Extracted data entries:
· · · · ·

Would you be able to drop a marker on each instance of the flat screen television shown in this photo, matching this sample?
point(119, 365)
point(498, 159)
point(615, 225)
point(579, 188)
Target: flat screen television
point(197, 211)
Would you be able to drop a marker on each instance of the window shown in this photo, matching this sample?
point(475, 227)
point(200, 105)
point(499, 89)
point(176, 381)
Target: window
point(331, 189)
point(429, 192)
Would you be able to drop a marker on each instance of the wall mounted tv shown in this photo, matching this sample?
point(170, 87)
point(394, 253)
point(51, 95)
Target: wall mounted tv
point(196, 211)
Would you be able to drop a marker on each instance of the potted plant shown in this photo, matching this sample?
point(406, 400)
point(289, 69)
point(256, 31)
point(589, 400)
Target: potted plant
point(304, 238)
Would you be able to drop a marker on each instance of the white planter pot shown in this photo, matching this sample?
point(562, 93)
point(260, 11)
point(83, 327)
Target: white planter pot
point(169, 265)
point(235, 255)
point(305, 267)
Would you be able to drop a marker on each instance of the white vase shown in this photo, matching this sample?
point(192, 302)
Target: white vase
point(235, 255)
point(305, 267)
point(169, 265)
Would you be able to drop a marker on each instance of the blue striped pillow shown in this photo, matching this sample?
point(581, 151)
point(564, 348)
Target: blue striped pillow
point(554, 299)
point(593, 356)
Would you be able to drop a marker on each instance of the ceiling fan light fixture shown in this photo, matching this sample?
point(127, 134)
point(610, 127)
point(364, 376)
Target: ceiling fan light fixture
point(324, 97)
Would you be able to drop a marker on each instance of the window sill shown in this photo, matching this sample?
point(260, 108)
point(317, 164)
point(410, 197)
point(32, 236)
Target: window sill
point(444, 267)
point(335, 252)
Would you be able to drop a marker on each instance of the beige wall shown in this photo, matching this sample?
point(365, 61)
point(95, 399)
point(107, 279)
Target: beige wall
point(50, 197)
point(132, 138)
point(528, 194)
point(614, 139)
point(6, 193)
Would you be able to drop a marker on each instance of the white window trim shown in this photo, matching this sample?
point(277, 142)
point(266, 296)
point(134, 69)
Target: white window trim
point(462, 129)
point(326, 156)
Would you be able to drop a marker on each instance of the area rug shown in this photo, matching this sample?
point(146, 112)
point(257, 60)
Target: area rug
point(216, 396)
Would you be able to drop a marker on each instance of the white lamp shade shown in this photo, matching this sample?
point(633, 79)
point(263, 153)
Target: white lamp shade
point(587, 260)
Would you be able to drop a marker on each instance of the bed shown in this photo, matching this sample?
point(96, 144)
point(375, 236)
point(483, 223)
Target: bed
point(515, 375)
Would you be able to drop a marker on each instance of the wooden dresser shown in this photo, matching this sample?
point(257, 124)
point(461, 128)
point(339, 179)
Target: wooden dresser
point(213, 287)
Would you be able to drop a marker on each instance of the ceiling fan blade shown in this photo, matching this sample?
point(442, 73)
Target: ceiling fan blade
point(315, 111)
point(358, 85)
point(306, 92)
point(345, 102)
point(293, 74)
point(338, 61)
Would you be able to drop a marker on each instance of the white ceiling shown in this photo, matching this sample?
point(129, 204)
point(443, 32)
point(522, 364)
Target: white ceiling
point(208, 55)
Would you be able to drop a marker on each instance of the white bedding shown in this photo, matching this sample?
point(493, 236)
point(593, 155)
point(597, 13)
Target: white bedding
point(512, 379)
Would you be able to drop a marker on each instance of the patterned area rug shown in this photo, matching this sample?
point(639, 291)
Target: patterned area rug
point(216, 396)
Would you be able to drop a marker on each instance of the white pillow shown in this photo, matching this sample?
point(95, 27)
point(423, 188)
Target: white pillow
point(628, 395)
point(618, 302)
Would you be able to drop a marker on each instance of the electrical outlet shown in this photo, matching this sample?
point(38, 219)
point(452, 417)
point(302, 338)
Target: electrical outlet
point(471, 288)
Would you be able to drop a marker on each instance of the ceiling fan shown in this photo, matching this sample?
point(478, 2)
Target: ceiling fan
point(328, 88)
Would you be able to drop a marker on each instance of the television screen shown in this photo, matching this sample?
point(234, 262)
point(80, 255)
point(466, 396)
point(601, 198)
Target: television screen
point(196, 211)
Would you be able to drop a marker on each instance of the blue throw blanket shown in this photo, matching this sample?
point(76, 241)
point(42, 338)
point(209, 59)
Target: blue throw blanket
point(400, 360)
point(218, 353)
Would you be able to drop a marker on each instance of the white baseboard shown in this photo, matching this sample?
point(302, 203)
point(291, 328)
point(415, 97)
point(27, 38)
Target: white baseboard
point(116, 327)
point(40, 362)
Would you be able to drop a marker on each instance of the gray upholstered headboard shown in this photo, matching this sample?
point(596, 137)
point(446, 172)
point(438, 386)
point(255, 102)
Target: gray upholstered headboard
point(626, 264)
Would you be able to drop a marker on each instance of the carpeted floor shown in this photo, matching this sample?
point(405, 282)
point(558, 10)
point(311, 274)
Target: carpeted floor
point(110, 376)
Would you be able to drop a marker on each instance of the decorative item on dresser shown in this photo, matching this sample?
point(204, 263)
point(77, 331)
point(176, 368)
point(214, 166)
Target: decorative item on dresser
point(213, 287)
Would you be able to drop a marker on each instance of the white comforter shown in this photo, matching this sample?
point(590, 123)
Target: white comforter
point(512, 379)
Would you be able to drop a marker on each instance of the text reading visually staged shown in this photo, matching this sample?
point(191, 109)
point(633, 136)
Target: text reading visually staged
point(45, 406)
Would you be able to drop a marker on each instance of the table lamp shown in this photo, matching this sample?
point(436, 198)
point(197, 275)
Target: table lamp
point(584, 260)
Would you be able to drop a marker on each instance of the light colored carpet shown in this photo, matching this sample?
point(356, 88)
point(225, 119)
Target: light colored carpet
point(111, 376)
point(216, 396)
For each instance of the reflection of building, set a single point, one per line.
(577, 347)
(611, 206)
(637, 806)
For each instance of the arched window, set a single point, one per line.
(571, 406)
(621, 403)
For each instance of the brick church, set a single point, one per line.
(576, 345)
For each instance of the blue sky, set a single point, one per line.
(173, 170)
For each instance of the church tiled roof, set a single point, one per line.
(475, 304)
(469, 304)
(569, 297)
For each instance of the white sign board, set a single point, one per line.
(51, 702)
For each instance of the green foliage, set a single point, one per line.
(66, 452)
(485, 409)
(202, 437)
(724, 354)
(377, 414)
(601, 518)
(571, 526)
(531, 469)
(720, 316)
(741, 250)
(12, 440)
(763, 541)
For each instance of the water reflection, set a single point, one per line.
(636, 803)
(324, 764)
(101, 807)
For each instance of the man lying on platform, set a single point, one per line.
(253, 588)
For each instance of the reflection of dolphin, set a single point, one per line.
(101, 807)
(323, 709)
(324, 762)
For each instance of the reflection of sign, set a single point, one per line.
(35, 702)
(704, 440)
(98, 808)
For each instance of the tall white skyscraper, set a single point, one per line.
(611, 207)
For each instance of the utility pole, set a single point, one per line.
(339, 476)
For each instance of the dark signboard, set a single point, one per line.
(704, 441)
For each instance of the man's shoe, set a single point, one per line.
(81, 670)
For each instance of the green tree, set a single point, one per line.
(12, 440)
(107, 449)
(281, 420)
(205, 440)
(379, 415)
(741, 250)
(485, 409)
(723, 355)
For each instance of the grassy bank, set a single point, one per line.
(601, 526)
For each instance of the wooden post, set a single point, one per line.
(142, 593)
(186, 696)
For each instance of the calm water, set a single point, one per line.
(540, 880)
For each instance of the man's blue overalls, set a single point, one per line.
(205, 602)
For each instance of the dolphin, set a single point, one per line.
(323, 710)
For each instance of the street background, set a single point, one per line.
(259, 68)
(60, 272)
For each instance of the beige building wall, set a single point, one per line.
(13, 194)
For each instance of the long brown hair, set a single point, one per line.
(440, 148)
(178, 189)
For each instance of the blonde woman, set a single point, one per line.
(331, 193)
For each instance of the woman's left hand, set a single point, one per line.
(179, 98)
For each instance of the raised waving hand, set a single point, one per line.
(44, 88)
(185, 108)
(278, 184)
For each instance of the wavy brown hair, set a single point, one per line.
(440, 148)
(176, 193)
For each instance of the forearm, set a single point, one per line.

· · · · ·

Instructions for the task: Output the lines between the one containing "plant shown in this photo, matching this sample?" and the one containing "point(304, 238)", both included, as a JSON list of strings with one string per line and blank lines omitted.

Expected output:
[
  "Would you be able to drop a marker on each instance of the potted plant shown in this photo, matching this sample?",
  "point(406, 400)",
  "point(289, 69)",
  "point(256, 31)",
  "point(589, 400)",
  "Target: potted plant",
  "point(304, 238)"
]